SUPREME COURT OF THE ACT

COMMONWEALTH BANK OF AUSTRALIA v. FREDERICK JOSEPH RICHARDS and SUNDOWNER
MOTOR HOTELS LIMITED
S.C. No. 809 of 1986
Mortgage - Practice and Procedure

COURT

IN THE SUPREME COURT OF THE AUSTRALIAN CAPITAL TERRITORY
Miles C.J.(1)

CATCHWORDS

Mortgage - duty of mortgagee exercising power of sale - appointment of receiver and manager - duty of receiver and manager.

Practice and Procedure - application to strike out defence pursuant to Order 29 Rule 4 - whether pre-requisite to application for summary judgment pursuant to Order 15 Rule 1.

Practice and Procedure - application for summary judgment pursuant to Order 15 Rule 1.

Pendlebury v. The Colonial Mutual Life Assurance Society Ltd [1912] HCA 9; (1912) 13 CLR 676

Forsyth and Another v. Blundell and Another [1973] HCA 20; (1973) 129 CLR 477

ANZ Banking Group Ltd. v. Bangadilly Pastoral Co. Pty. Ltd. and Others [1978] HCA 21; (1978) 139 CLR 195

Brutan Investments Pty. Ltd. v. Underwriting and Insurance Ltd. and Another (1980) 39 ACTR 47

ANZ Banking Group Ltd. v. Tacoma Nominees Pty. Ltd. (1983) 1 ACLC 1081

Cachalot Nominees Pty. Ltd. v. Prime Nominees Pty. Ltd. (1984) WAR 380

Citicorp Australia Ltd. v. McLoughney and Another (1984) 35 SASR 375

Cuckmere Brick Co. Ltd. and Another v. Mutual Finance Ltd. (1971) 2 All ER 633

Standard Chartered Bank Ltd. v. Walker and Another (1982) 1 WLR 1410 at p 1415

HEARING

CANBERRA
16:1:1987

ORDER

The plaintiff be at liberty to enter judgment in the sum of $759,685.84.

________________

- **Written instruction A**: How would you turn the paragraph beginning "Mortgage - duty of mortgagee" in the court extract into a short list that keeps its main points?

________________

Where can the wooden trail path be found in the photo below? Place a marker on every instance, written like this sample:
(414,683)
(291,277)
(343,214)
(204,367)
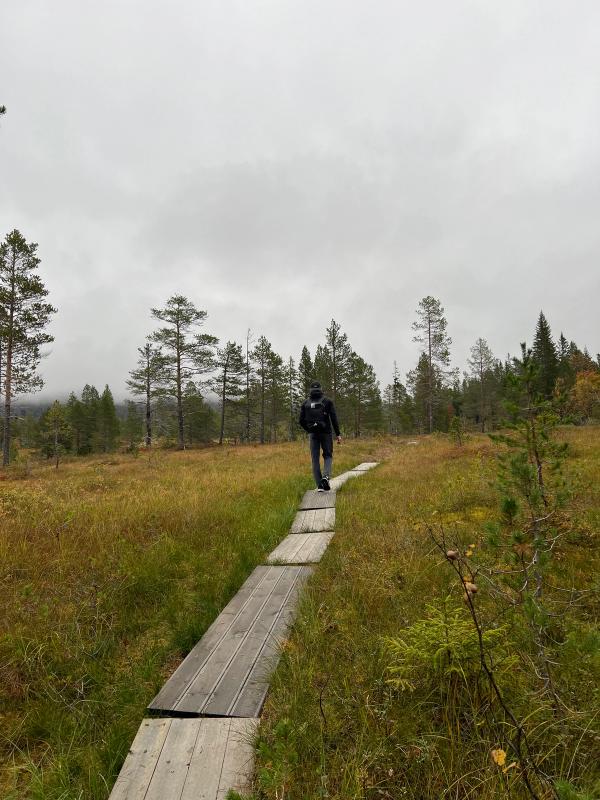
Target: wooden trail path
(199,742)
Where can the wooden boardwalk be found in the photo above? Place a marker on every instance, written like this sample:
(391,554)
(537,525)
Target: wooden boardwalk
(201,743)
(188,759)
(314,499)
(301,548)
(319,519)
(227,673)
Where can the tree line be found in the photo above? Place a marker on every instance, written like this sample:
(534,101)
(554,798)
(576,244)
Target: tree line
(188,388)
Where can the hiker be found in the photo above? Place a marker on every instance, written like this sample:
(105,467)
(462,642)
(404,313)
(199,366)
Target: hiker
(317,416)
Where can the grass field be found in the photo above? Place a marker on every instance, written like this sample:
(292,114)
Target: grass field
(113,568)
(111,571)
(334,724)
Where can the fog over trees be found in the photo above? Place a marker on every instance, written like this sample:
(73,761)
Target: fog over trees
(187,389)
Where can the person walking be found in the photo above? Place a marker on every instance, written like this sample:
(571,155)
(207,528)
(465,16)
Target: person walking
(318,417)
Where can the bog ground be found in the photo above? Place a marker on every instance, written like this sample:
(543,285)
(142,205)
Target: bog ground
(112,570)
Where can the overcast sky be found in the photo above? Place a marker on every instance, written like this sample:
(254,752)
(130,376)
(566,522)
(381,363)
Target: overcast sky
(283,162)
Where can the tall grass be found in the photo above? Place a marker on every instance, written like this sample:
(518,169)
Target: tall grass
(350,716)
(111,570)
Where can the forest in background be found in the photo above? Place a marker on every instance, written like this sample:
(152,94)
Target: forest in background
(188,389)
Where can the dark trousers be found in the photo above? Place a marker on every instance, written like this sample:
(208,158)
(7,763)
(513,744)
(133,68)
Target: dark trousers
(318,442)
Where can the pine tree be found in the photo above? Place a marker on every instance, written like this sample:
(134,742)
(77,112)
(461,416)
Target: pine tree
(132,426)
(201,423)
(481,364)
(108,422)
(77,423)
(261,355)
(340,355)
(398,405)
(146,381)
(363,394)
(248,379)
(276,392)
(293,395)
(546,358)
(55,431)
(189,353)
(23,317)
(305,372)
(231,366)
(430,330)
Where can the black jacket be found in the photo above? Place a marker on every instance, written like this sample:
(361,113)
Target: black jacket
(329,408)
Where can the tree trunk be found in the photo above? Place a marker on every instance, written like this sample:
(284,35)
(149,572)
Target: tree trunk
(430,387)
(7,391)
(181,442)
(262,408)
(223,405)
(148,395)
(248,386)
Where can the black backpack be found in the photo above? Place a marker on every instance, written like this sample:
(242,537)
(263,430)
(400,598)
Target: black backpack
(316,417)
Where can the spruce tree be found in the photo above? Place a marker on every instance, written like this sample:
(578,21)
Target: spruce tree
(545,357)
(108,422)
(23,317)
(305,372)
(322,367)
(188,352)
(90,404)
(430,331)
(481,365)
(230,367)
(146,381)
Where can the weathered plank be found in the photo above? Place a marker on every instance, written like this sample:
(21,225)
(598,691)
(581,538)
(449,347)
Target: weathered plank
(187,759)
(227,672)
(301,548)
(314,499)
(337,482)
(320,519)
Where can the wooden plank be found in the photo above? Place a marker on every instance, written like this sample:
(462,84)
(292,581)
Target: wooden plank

________________

- **Written instruction B**: Can you express the rows, from the line containing "Where can the weathered" through the end of the rows, as a Markdown table with the columns Index and Line, numbering each line and leaving out blank lines?

- **Complete answer A**:
Mortgage:
- Duty of a mortgagee exercising a power of sale
- Appointment of a receiver and manager
- Duty of a receiver and manager

- **Complete answer B**:
| Index | Line |
|---|---|
| 1 | Where can the weathered plank be found in the photo above? Place a marker on every instance, written like this sample: |
| 2 | (21,225) |
| 3 | (598,691) |
| 4 | (581,538) |
| 5 | (449,347) |
| 6 | Target: weathered plank |
| 7 | (187,759) |
| 8 | (227,672) |
| 9 | (301,548) |
| 10 | (314,499) |
| 11 | (337,482) |
| 12 | (320,519) |
| 13 | Where can the wooden plank be found in the photo above? Place a marker on every instance, written like this sample: |
| 14 | (462,84) |
| 15 | (292,581) |
| 16 | Target: wooden plank |